In the Syria news brief, can you write out the part that begins at the words "By Kristen Gillespie" and stops after "in Rastan, Homs.", switching "soldiers" to "troops"?

- [QUOTED PASSAGE]:
'''

ARABICA - A Daily Shot Of What the Arab World is Saying/Hearing/Sharing

ARABICA - A Daily Shot Of What the Arab World is Saying/Hearing/Sharing

A R A B I C A ارابيكا

By Kristen Gillespie

DEATH TOLL
The London-based Syrian Observatory for Human Rights says 31 people were killed in Syria on Sunday, 17 of whom were soldiers said to have been killed by the Syrian Free Army comprised of military defectors in Homs, Hama, Daraa and Idlib. A video posted online showed a charred tank destroyed by the Syrian Free Army in Rastan, Homs.

KURDS TURN
*Syria's Kurdish population, estimated at 8 percent of the country's 22 million, has largely remained on the sidelines in recent months during anti-government protests. Kurds rose up against the regime in 2004, 2005 and 2008, but were brutally squashed. The assassination of a leading Kurdish activist last Friday appears to signal a shift. More than 50,000 mourners marched through Mashaal Tammo's home town of Qamshili carrying his coffin f chanting "Allahu Akbar" and "the people want the president to be executed." Syrian forces fired on the crowd, killing at least five people.

'''

- [STORED DATA]:

'''

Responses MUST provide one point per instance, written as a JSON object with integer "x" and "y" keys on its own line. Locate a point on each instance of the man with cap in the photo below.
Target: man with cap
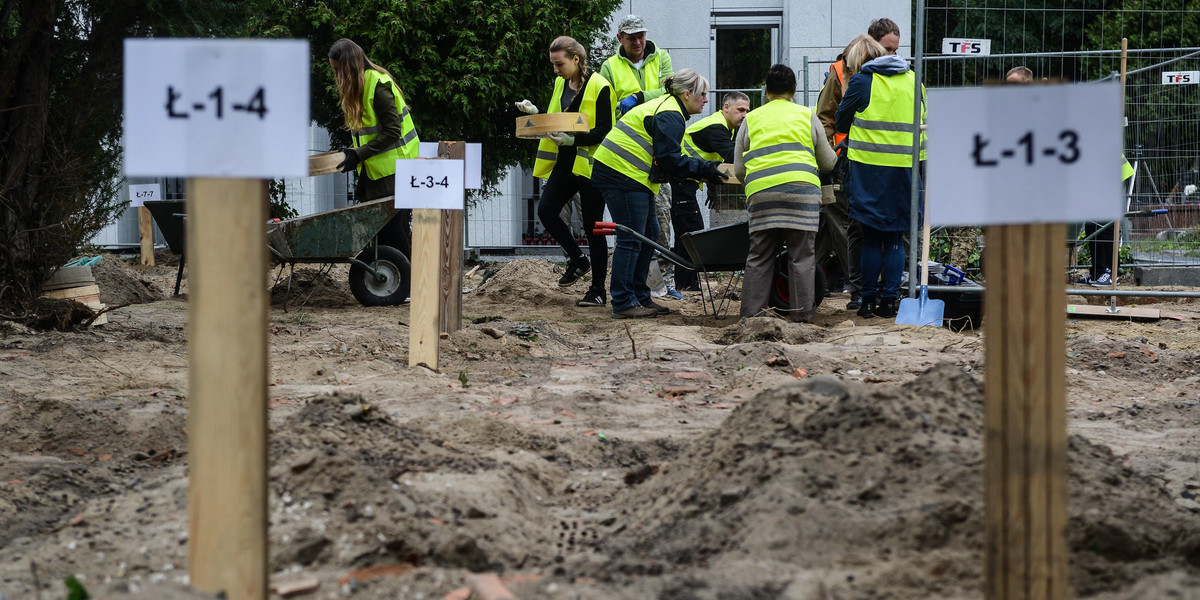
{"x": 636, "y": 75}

'''

- [OUTPUT FOR THIS TASK]:
By Kristen Gillespie

DEATH TOLL
The London-based Syrian Observatory for Human Rights says 31 people were killed in Syria on Sunday, 17 of whom were troops said to have been killed by the Syrian Free Army comprised of military defectors in Homs, Hama, Daraa and Idlib. A video posted online showed a charred tank destroyed by the Syrian Free Army in Rastan, Homs.